─── DATA RECORDS ───
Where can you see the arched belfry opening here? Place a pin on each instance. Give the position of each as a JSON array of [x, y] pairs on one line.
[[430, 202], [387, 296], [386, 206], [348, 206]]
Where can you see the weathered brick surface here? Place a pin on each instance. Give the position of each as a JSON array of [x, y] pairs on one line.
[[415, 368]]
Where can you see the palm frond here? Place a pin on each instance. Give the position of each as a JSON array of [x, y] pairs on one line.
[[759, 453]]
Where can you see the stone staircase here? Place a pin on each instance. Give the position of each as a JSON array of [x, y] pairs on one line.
───
*WHAT THE TASK REQUIRES*. Repeat every record above, requests included, and multiply each x and y point coordinate in the answers by 0.7, rounding to whole numbers with halves rounded up.

*EXPECTED OUTPUT*.
Where can you see the arched belfry opening here? Place a pin on each instance. Give the position of each as a JSON array of [x, y] pairs on one line.
[[301, 141], [271, 207], [270, 144], [244, 144]]
Where can you see the weathered brick surface here? Place a pin on each instance. Give the position of each as a JSON array of [x, y] pairs on one line.
[[291, 258]]
Where can you see the palm frond here? Place a pin on each instance. Give the position of each as a JSON array of [x, y] pairs on one line.
[[531, 317]]
Where can you see the stone staircase here? Place a pin on each instance. Give the position of each as a JSON array of [x, y] pairs on one line.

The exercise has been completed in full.